- **Task statement**: Copy every line of the material below word for word.

- **Input data**:
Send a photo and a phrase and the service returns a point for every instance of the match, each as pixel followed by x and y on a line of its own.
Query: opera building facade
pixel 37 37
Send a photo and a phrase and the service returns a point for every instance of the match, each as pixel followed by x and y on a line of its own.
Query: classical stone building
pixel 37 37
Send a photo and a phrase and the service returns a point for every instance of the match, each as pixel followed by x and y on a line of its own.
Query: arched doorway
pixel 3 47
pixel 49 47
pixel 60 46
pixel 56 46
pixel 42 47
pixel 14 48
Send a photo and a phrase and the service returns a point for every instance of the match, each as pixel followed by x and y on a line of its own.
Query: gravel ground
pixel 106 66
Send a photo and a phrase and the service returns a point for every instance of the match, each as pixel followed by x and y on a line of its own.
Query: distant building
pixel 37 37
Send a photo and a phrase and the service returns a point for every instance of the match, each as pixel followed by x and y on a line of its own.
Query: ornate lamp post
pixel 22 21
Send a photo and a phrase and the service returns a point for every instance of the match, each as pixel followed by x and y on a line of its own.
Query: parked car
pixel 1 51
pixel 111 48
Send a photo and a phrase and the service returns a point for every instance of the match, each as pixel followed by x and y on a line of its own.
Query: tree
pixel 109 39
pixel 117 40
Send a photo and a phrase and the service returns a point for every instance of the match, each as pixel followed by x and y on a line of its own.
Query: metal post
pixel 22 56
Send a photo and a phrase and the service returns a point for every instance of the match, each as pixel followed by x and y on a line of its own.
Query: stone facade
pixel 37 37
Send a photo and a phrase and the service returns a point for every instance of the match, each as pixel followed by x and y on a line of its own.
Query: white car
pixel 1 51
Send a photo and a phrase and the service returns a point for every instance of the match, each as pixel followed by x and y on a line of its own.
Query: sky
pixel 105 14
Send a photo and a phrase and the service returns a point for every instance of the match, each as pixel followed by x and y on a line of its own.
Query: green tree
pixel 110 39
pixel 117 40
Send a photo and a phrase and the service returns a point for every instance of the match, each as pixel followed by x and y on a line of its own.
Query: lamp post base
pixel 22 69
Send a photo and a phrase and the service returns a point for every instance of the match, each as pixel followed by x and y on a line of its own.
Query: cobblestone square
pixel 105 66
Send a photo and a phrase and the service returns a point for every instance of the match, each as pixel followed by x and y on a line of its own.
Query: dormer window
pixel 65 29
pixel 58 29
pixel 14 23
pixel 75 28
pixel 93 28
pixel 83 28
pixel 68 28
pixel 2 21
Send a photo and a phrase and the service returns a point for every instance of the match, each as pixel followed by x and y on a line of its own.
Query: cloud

- **Answer space**:
Send a photo and a phrase and the service returns a point for every instance of the match, each as pixel followed by x and y on a line of its own.
Query: opera building facade
pixel 37 37
Send a photo and a phrase and the service returns a point for every instance of the match, each as pixel followed by x and y on a line of its own.
Query: classical stone building
pixel 37 37
Send a photo and a phrase and the service returns a point for every instance of the match, each as pixel followed by x and y on a line of its own.
Query: arched doorway
pixel 3 47
pixel 49 47
pixel 60 46
pixel 56 46
pixel 42 47
pixel 14 48
Send a photo and a phrase and the service returns a point for every instance of the match, each as pixel followed by x and y on a line of its own.
Query: gravel ground
pixel 106 66
Send a photo and a phrase and the service returns a point for every instance of the match, each as pixel followed by x and y on a line of its own.
Query: distant building
pixel 37 37
Send a photo and a phrase and the service returns a point for every instance of the match, each as pixel followed by x and y on a line of its own.
Query: ornate lamp post
pixel 22 21
Send a photo and a phrase and the service returns a point for every instance of the match, each as pixel followed by x and y on a line of its own.
Query: parked car
pixel 1 51
pixel 111 48
Send a photo and a phrase and the service returns a point for every instance of the match, each as pixel followed by x and y on a line of its own.
Query: tree
pixel 109 39
pixel 117 40
Send a photo and a phrase and the service returns a point for every instance of the match, each as pixel followed by x and y on a line of its own.
Query: metal post
pixel 22 56
Send a photo and a phrase and the service returns a point for every instance of the match, each as pixel followed by x and y on a line of its own.
Query: stone facade
pixel 37 37
Send a photo and a phrase and the service returns a point for every instance of the match, each as pixel followed by x and y on a line of its own.
Query: white car
pixel 1 51
Send a photo and a phrase and the service returns a point for every instance of the match, each as pixel followed by x and y on a line of its own.
Query: sky
pixel 105 14
Send a photo and a phrase and the service returns a point for every instance of the match, each as pixel followed by x and y on a line of its own.
Query: green tree
pixel 110 39
pixel 117 40
Send a photo and a phrase and the service returns a point for every instance of the match, each as pixel followed by x and y on a line of its own.
Query: lamp post base
pixel 22 69
Send a photo and a phrase and the service returns a point for every instance of the match, each as pixel followed by x and y on a line of its own.
Query: cobblestone square
pixel 105 66
Send a photo and a phrase and the service returns a point for every instance of the match, each as pixel followed by x and y on a line of its own.
Query: dormer window
pixel 65 29
pixel 58 29
pixel 14 23
pixel 75 28
pixel 93 28
pixel 83 28
pixel 68 28
pixel 2 21
Send a photo and a phrase and the service returns a point for every instance of the match, each as pixel followed by x and y on a line of its own.
Query: cloud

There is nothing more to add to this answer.